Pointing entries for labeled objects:
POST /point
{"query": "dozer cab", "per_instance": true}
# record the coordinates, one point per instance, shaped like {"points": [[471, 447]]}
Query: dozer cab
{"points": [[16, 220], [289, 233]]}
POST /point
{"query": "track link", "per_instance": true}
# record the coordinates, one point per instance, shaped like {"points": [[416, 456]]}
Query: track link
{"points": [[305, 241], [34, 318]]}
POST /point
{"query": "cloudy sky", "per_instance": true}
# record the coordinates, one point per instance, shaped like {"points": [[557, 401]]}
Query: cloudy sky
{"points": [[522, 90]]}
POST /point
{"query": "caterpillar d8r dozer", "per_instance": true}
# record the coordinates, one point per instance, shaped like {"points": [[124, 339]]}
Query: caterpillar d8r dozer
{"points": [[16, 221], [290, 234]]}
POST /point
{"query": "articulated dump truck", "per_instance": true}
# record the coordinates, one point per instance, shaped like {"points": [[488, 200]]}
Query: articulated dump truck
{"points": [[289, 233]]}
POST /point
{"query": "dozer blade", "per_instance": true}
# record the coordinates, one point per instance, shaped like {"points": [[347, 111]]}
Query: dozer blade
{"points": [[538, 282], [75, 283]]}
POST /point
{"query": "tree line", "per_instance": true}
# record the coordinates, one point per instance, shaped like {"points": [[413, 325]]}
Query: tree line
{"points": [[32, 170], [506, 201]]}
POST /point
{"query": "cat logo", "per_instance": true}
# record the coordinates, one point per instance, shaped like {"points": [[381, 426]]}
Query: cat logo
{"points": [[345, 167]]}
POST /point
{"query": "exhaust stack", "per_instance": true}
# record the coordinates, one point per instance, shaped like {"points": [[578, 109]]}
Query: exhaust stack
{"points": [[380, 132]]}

- _Challenge_: Return each line of the listing above that contains the string "articulated", matching case exactly.

- _The solution_:
{"query": "articulated dump truck", "per_instance": true}
Query: articulated dump truck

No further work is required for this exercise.